▸ **Problem description**:
Each line from the one holding "Where can the dog's muzzle" to the last line below must be written out exactly, with no other output.

Start of Data supplied

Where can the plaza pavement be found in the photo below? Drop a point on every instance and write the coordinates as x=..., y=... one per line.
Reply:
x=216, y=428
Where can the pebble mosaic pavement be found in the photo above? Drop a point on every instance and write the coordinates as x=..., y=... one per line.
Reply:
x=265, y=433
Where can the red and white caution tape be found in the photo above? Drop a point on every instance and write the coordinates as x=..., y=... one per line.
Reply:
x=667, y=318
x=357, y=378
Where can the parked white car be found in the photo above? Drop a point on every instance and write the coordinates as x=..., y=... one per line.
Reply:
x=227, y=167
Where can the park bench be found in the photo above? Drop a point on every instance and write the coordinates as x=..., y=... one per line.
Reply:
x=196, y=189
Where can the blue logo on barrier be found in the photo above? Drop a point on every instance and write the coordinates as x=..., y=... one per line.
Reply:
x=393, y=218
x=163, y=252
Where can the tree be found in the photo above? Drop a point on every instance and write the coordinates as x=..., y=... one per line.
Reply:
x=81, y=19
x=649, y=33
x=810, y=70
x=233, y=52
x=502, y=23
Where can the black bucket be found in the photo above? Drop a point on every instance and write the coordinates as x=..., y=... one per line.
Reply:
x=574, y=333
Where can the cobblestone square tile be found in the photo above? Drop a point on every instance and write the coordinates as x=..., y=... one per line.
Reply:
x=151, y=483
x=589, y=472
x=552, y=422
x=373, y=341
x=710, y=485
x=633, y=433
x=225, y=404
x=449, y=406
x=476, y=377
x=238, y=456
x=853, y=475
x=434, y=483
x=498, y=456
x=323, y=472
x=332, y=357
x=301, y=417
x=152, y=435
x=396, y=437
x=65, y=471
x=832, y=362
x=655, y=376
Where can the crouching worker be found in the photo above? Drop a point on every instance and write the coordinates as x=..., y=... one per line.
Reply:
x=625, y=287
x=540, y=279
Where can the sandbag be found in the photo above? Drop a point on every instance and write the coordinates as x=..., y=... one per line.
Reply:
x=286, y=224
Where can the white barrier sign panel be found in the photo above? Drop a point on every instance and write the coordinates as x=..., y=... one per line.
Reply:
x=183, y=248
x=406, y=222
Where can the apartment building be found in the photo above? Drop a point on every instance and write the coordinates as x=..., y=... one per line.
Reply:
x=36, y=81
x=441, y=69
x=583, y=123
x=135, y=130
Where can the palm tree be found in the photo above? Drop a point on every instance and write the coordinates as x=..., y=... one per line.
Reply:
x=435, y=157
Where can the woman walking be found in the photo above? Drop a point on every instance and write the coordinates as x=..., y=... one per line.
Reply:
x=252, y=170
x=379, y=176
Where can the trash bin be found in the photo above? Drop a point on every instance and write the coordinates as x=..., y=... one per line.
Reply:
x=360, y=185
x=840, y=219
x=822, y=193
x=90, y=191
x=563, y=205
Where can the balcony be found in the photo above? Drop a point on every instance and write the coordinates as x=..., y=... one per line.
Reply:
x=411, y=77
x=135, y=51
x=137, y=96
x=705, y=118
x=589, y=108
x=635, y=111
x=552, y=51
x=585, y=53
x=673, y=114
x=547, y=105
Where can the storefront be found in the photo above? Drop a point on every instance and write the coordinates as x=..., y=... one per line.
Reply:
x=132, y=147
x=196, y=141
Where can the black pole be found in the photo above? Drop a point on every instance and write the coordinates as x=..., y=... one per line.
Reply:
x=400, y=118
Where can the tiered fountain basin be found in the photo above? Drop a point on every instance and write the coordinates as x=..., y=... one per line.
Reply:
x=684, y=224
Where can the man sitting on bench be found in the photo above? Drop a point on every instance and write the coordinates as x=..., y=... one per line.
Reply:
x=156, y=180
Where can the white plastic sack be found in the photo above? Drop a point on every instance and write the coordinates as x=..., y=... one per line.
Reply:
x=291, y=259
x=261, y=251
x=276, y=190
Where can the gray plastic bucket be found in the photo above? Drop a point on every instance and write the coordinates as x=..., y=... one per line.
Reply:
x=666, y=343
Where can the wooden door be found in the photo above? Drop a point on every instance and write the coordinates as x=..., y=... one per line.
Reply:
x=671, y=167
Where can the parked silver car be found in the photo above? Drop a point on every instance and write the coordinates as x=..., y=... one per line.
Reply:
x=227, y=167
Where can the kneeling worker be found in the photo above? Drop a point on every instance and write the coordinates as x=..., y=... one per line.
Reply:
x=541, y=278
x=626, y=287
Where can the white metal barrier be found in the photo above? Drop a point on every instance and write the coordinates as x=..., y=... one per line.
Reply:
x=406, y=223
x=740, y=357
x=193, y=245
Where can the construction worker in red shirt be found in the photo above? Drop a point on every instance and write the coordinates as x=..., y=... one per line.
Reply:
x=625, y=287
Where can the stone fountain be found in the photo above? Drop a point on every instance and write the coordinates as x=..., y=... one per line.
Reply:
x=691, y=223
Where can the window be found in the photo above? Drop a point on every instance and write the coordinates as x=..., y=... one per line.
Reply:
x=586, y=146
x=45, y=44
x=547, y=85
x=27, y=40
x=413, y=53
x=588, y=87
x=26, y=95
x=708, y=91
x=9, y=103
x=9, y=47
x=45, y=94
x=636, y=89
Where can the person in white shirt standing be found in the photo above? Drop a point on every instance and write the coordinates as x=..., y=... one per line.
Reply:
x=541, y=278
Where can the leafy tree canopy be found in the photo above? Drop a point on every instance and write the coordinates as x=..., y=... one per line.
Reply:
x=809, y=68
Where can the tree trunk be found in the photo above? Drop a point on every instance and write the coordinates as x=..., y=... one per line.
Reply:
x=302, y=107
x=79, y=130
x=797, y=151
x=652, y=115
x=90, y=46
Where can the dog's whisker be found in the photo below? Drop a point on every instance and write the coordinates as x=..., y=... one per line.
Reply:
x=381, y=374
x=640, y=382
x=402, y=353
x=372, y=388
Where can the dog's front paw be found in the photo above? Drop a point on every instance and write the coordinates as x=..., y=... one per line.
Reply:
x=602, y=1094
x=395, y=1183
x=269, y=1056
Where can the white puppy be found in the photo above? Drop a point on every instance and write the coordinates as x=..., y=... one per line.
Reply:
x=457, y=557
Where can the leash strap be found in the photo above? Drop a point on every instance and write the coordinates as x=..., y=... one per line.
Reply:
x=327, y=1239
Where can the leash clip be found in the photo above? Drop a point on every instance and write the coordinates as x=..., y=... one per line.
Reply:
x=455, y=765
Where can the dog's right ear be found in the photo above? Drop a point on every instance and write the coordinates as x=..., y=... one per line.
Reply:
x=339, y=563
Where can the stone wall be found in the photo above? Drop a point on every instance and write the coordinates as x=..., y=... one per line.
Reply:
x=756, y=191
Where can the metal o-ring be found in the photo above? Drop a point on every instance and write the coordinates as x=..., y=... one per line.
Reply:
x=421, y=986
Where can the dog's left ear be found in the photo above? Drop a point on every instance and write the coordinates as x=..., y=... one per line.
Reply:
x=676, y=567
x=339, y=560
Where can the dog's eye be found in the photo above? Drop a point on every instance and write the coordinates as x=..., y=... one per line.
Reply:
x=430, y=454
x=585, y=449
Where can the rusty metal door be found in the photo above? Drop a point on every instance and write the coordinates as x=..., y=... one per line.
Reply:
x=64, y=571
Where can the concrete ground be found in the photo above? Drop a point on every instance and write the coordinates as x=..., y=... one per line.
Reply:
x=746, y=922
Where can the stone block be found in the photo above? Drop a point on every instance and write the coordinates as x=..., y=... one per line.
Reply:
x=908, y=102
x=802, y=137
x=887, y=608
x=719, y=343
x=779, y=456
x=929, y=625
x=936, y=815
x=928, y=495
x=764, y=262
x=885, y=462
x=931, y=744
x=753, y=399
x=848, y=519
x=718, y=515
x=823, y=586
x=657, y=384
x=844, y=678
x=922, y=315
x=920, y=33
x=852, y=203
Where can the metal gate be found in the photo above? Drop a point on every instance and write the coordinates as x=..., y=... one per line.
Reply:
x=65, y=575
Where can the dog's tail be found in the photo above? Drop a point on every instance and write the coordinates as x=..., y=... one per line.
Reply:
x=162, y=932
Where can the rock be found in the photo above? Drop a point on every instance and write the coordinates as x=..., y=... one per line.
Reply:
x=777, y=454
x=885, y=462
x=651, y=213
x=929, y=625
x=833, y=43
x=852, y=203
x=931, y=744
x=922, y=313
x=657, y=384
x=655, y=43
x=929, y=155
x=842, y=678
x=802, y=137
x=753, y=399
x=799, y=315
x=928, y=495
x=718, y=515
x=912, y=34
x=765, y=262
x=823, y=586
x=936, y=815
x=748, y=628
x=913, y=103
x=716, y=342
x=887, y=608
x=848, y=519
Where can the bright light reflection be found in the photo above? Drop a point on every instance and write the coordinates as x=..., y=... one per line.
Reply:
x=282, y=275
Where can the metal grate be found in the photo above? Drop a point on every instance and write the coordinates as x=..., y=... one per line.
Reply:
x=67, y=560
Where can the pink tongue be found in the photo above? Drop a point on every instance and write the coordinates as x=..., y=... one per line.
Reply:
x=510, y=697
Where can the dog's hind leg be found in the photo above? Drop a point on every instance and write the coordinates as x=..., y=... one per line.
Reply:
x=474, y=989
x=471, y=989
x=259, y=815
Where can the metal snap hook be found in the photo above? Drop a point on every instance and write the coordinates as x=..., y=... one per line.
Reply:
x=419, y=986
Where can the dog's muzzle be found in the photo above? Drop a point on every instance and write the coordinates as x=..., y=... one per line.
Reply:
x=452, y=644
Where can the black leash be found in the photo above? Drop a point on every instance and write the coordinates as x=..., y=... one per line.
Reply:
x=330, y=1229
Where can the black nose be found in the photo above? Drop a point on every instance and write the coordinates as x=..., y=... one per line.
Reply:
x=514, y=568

End of Data supplied

▸ **Solution to the exercise**:
Where can the dog's muzzle be found in the photo above? Drop a point on every instance and write the coordinates as x=..., y=... one per line.
Reply:
x=452, y=644
Where can the black leash be found in the photo above? Drop a point on every instance and write the coordinates as x=..., y=... one per line.
Reply:
x=330, y=1229
Where can the black nose be found in the photo above? Drop a point on every instance and write the coordinates as x=..., y=... one per line.
Reply:
x=514, y=568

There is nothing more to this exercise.